##### Given information #####
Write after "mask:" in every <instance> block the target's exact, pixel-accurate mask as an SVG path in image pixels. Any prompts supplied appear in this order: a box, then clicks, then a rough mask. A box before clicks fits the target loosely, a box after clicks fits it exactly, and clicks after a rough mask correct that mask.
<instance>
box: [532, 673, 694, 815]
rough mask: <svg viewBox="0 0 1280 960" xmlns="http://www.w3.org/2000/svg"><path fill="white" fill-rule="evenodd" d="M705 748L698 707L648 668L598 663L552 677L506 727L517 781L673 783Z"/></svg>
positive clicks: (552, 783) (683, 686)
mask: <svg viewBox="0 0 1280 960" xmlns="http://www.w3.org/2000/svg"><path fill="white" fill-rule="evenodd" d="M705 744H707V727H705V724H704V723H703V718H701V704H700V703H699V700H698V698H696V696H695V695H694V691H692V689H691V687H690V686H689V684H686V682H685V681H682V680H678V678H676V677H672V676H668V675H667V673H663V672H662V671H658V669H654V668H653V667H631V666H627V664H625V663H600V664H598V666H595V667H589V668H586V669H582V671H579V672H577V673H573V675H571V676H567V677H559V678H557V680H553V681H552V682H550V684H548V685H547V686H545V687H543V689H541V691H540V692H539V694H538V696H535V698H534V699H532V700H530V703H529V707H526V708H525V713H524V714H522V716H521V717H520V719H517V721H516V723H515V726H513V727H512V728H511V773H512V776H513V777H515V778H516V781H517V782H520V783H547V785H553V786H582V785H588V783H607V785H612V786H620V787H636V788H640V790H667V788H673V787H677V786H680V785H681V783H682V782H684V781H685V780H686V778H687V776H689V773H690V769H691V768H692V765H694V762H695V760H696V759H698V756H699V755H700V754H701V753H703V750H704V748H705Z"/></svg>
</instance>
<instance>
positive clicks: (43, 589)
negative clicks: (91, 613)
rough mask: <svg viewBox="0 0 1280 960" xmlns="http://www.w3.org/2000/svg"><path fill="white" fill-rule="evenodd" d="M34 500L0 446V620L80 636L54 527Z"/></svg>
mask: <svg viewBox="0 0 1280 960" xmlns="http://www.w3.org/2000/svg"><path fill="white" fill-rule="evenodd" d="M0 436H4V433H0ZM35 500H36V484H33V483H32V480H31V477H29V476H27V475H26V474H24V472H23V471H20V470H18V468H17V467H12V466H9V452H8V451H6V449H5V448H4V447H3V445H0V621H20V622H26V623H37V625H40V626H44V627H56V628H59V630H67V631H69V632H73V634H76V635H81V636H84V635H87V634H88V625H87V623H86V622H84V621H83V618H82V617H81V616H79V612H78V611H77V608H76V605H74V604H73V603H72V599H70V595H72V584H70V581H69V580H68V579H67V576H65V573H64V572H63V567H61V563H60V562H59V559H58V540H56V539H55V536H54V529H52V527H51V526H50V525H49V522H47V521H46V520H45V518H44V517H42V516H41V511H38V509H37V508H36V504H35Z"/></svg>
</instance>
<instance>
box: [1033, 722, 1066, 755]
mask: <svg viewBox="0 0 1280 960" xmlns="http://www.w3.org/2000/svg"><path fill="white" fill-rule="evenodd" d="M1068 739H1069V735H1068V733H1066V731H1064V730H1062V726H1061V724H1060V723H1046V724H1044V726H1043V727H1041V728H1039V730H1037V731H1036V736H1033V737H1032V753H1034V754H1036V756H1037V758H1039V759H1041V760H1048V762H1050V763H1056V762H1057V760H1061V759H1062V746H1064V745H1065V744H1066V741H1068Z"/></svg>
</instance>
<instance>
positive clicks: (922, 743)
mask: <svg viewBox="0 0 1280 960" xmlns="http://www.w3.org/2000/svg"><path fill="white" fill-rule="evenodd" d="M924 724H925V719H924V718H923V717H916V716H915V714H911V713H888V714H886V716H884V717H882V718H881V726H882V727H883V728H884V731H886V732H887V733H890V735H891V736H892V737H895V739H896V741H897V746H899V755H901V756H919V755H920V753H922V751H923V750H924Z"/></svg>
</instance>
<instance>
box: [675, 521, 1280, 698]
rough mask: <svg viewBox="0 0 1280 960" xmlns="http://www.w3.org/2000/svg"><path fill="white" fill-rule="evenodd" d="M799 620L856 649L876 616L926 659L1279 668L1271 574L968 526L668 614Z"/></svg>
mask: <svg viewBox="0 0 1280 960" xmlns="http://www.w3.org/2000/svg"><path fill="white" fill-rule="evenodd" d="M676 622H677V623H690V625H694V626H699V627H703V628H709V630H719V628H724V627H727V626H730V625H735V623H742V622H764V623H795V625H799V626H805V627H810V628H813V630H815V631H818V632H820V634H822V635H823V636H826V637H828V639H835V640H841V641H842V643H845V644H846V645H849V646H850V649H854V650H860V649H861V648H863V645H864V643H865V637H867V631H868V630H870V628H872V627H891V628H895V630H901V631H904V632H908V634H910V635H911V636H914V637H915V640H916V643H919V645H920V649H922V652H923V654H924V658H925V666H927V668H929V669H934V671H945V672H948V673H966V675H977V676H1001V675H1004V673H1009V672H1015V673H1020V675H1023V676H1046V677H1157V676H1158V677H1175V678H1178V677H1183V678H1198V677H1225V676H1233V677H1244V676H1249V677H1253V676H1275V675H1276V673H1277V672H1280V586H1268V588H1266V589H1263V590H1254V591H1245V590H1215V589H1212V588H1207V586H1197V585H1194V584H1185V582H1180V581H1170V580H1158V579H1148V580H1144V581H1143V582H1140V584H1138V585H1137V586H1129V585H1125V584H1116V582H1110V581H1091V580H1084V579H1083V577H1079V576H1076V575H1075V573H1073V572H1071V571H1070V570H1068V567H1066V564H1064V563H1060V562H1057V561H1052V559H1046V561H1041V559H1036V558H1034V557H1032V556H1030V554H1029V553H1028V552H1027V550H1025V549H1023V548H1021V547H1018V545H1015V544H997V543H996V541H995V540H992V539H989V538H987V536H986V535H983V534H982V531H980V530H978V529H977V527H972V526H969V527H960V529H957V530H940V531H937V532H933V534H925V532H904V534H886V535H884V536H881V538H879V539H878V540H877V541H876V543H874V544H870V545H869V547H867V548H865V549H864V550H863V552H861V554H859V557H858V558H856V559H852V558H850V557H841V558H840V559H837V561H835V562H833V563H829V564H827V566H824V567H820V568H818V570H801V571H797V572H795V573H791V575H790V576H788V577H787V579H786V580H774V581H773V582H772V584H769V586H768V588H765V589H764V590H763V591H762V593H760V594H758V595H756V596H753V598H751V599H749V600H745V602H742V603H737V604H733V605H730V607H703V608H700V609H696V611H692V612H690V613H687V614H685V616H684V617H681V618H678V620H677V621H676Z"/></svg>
#####
### Exercise
All of the records should be transcribed exactly, with nothing left out.

### Finished exercise
Write after "mask:" in every <instance> block the target's exact, pixel-accurate mask as an SVG path in image pixels. Any prompts supplied appear in this order: a box, then clicks, then a rough mask. A box before clicks fits the target loosely, a box after clicks fits it exactly, and clicks after a rough mask correct that mask.
<instance>
box: [532, 673, 694, 815]
rough mask: <svg viewBox="0 0 1280 960" xmlns="http://www.w3.org/2000/svg"><path fill="white" fill-rule="evenodd" d="M705 748L698 707L648 668L598 663L552 677L506 727L517 781L673 783Z"/></svg>
positive clicks: (552, 783) (683, 686)
mask: <svg viewBox="0 0 1280 960" xmlns="http://www.w3.org/2000/svg"><path fill="white" fill-rule="evenodd" d="M705 744H707V727H705V724H704V723H703V718H701V704H700V703H699V700H698V698H696V696H695V695H694V691H692V689H691V687H690V686H689V684H686V682H685V681H682V680H678V678H676V677H672V676H668V675H667V673H663V672H662V671H658V669H654V668H653V667H631V666H627V664H625V663H600V664H598V666H595V667H589V668H586V669H582V671H579V672H577V673H573V675H571V676H567V677H559V678H557V680H553V681H552V682H550V684H548V685H547V686H545V687H543V689H541V691H540V692H539V694H538V696H535V698H534V699H532V700H530V703H529V707H526V708H525V713H524V714H522V716H521V717H520V719H517V721H516V723H515V726H513V727H512V728H511V773H512V776H513V777H515V778H516V781H517V782H520V783H547V785H553V786H582V785H588V783H607V785H612V786H620V787H636V788H640V790H667V788H673V787H677V786H680V785H681V783H682V782H684V781H685V780H686V778H687V776H689V773H690V769H691V768H692V765H694V762H695V760H696V759H698V756H699V755H700V754H701V753H703V750H704V748H705Z"/></svg>
</instance>
<instance>
positive clicks: (43, 589)
negative clicks: (91, 613)
rough mask: <svg viewBox="0 0 1280 960" xmlns="http://www.w3.org/2000/svg"><path fill="white" fill-rule="evenodd" d="M34 500L0 446V620L80 636L54 527Z"/></svg>
mask: <svg viewBox="0 0 1280 960" xmlns="http://www.w3.org/2000/svg"><path fill="white" fill-rule="evenodd" d="M0 436H4V433H0ZM35 500H36V484H33V483H32V480H31V477H29V476H27V475H26V474H24V472H23V471H20V470H18V468H17V467H12V466H9V452H8V451H6V449H5V448H4V447H3V445H0V621H20V622H26V623H37V625H40V626H44V627H56V628H59V630H67V631H69V632H73V634H76V635H81V636H84V635H87V634H88V625H87V623H86V622H84V621H83V618H82V617H81V616H79V612H78V611H77V608H76V605H74V604H73V603H72V599H70V595H72V584H70V581H69V580H68V579H67V576H65V573H64V572H63V567H61V563H60V562H59V559H58V540H56V539H55V536H54V529H52V527H51V526H50V525H49V522H47V521H46V520H45V518H44V517H42V516H41V511H38V509H37V508H36V504H35Z"/></svg>
</instance>
<instance>
box: [1033, 722, 1066, 755]
mask: <svg viewBox="0 0 1280 960" xmlns="http://www.w3.org/2000/svg"><path fill="white" fill-rule="evenodd" d="M1068 739H1069V735H1068V733H1066V731H1064V730H1062V726H1061V724H1060V723H1046V724H1044V726H1043V727H1041V728H1039V730H1037V731H1036V736H1033V737H1032V753H1034V754H1036V756H1037V758H1039V759H1041V760H1048V762H1050V763H1056V762H1057V760H1061V759H1062V746H1064V745H1065V744H1066V741H1068Z"/></svg>
</instance>
<instance>
positive clicks: (922, 743)
mask: <svg viewBox="0 0 1280 960" xmlns="http://www.w3.org/2000/svg"><path fill="white" fill-rule="evenodd" d="M924 724H925V719H924V718H923V717H916V716H915V714H911V713H888V714H886V716H884V717H882V718H881V726H882V727H883V728H884V731H886V732H887V733H890V735H891V736H892V737H895V739H896V741H897V746H899V755H901V756H919V755H920V753H922V751H923V750H924Z"/></svg>
</instance>
<instance>
box: [675, 521, 1280, 698]
rough mask: <svg viewBox="0 0 1280 960" xmlns="http://www.w3.org/2000/svg"><path fill="white" fill-rule="evenodd" d="M799 620L856 649L876 616L926 659L1279 668L1271 574L968 526L668 614Z"/></svg>
mask: <svg viewBox="0 0 1280 960" xmlns="http://www.w3.org/2000/svg"><path fill="white" fill-rule="evenodd" d="M676 622H677V623H690V625H694V626H699V627H703V628H709V630H719V628H724V627H727V626H730V625H735V623H742V622H764V623H795V625H799V626H805V627H810V628H813V630H815V631H818V632H820V634H822V635H823V636H826V637H828V639H835V640H841V641H842V643H845V644H846V645H849V646H850V649H854V650H860V649H861V648H863V645H864V643H865V637H867V631H868V630H870V628H872V627H891V628H895V630H901V631H904V632H908V634H910V635H911V636H914V637H915V640H916V643H919V645H920V649H922V652H923V654H924V658H925V666H927V668H929V669H934V671H945V672H948V673H966V675H977V676H1001V675H1004V673H1009V672H1015V673H1020V675H1023V676H1046V677H1157V676H1158V677H1175V678H1178V677H1183V678H1198V677H1225V676H1233V677H1244V676H1249V677H1253V676H1275V675H1276V673H1277V672H1280V586H1268V588H1266V589H1263V590H1254V591H1245V590H1215V589H1212V588H1207V586H1197V585H1194V584H1185V582H1180V581H1170V580H1158V579H1148V580H1144V581H1143V582H1140V584H1138V585H1137V586H1129V585H1125V584H1116V582H1110V581H1091V580H1084V579H1083V577H1079V576H1076V575H1075V573H1073V572H1071V571H1070V570H1068V567H1066V564H1064V563H1060V562H1057V561H1052V559H1046V561H1041V559H1036V558H1034V557H1032V556H1030V554H1029V553H1028V552H1027V550H1025V549H1023V548H1021V547H1018V545H1015V544H997V543H996V541H995V540H992V539H989V538H987V536H986V535H983V534H982V531H980V530H978V529H977V527H972V526H969V527H960V529H957V530H940V531H937V532H933V534H925V532H904V534H886V535H884V536H881V538H879V539H878V540H877V541H876V543H874V544H870V545H869V547H867V548H865V549H864V550H863V552H861V554H859V557H858V558H856V559H852V558H850V557H841V558H840V559H837V561H835V562H833V563H829V564H827V566H824V567H820V568H818V570H801V571H797V572H795V573H791V575H790V576H788V577H787V579H786V580H774V581H773V582H772V584H769V586H768V588H765V589H764V590H763V591H762V593H760V594H758V595H756V596H753V598H751V599H749V600H745V602H742V603H737V604H733V605H730V607H703V608H700V609H696V611H692V612H690V613H687V614H685V616H684V617H681V618H678V620H677V621H676Z"/></svg>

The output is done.